Work instructions - Instruction for the entries that follow: retype exactly the lines from the line with "Pick out every instance of the uniform sleeve" to the line with "Pick out every instance of the drumhead", both included, and omit all others.

Saved entries:
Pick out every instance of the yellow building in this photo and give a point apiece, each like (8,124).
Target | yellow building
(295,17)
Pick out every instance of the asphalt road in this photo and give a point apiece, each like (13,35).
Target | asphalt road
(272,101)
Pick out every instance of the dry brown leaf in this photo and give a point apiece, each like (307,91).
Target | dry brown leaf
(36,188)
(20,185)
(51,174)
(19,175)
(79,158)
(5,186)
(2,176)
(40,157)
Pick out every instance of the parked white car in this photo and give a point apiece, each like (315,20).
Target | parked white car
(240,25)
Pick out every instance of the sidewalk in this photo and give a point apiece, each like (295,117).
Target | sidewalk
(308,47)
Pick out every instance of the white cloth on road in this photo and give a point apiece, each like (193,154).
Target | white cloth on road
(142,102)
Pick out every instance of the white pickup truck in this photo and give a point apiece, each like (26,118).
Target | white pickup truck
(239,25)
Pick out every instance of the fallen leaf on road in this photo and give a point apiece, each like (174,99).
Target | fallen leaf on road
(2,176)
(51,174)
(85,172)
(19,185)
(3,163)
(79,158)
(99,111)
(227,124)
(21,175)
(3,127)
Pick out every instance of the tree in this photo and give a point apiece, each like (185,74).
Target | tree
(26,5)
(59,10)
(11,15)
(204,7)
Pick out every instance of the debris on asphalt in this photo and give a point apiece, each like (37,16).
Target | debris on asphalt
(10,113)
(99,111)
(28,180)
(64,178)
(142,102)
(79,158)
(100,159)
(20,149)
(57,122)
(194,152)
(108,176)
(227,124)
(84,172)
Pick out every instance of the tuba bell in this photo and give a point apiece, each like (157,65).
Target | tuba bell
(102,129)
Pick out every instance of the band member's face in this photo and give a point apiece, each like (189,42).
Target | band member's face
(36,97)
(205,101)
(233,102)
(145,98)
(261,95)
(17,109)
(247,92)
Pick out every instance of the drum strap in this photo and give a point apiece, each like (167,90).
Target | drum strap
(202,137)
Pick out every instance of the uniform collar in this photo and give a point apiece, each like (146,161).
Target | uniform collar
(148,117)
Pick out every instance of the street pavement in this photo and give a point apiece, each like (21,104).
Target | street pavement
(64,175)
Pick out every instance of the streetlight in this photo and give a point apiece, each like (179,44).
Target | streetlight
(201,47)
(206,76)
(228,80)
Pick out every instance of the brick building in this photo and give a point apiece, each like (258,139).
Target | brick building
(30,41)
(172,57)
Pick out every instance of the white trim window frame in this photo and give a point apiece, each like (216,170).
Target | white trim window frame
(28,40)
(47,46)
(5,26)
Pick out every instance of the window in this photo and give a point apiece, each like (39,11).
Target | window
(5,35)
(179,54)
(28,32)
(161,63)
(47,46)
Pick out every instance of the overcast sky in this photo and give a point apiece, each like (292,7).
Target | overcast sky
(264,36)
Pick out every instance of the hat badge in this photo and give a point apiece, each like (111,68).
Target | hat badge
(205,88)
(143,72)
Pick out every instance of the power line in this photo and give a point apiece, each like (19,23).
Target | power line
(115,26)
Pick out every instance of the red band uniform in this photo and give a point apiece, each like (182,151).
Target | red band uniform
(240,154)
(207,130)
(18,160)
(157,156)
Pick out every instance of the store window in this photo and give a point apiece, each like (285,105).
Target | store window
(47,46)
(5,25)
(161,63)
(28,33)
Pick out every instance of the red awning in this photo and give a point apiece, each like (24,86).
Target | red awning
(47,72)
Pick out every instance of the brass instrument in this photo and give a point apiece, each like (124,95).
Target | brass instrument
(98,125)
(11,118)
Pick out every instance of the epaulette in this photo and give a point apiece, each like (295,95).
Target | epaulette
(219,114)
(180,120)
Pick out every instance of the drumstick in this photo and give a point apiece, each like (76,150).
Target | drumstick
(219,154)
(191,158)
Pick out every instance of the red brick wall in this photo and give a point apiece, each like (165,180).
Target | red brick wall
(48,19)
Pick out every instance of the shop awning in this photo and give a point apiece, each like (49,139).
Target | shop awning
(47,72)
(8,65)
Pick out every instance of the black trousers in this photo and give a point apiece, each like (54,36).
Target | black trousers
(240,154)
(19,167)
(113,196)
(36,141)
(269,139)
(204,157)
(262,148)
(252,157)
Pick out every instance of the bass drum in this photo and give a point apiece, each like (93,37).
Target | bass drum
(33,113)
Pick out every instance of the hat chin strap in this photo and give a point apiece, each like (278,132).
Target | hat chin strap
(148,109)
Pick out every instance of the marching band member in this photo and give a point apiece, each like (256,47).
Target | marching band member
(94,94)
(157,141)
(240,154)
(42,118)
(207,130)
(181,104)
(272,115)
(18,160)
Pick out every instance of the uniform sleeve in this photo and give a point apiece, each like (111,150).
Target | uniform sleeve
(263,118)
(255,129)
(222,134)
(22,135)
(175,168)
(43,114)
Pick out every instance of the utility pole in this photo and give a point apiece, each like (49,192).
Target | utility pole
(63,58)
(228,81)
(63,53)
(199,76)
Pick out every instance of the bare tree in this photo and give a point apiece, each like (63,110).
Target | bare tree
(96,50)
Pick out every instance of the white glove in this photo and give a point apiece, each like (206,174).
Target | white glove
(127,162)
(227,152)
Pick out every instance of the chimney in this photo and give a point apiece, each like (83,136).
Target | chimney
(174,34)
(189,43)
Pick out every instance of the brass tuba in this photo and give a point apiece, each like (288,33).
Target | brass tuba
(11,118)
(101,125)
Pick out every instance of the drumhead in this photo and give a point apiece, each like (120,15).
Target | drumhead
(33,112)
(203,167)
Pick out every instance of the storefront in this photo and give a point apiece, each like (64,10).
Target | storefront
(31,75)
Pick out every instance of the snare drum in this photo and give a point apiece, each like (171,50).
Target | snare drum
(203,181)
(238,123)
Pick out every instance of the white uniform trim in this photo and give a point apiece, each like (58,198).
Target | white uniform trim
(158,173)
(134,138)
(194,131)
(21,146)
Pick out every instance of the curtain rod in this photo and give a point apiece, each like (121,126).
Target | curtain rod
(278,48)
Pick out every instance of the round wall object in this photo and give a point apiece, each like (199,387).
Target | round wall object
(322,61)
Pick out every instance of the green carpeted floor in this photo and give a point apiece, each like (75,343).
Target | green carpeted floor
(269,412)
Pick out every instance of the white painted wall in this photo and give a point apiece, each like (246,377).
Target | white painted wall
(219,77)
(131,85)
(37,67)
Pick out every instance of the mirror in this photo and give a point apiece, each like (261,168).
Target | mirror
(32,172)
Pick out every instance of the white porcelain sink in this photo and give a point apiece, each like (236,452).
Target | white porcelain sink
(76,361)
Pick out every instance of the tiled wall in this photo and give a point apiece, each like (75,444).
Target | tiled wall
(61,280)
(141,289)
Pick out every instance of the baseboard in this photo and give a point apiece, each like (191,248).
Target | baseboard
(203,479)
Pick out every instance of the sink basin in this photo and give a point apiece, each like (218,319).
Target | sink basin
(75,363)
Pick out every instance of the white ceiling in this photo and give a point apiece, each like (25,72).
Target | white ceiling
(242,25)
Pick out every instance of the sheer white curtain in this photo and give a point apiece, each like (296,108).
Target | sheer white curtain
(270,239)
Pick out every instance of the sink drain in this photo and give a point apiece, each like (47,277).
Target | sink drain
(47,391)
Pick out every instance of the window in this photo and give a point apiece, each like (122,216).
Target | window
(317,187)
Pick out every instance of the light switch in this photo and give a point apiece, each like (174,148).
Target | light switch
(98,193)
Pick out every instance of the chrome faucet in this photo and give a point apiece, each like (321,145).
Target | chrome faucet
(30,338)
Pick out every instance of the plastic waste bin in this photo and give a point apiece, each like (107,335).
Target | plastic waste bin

The completed task -
Pick out every instance of the uniform sleeve in this photo and give a point apiece, each like (111,150).
Target | uniform sleeve
(263,118)
(255,129)
(222,134)
(22,135)
(175,168)
(43,114)
Pick out every instance of the utility pole in this photo and give a point apiece, each like (49,192).
Target | utility pole
(63,58)
(228,81)
(63,53)
(199,76)
Pick out every instance of the bare tree in this photo and give a point apiece, each like (63,110).
Target | bare tree
(96,50)
Pick out every instance of the white glove in this photo and give a point apiece, each like (206,174).
Target | white glove
(127,162)
(227,152)
Pick out every instance of the chimney in this photo and give a point apiece, each like (83,136).
Target | chimney
(174,34)
(189,43)
Pick out every instance of the brass tuba in this photo and give a point apiece, each like (288,33).
Target | brass tuba
(11,118)
(101,125)
Pick out every instance of the drumhead in this photo and give a point apiece, each like (120,15).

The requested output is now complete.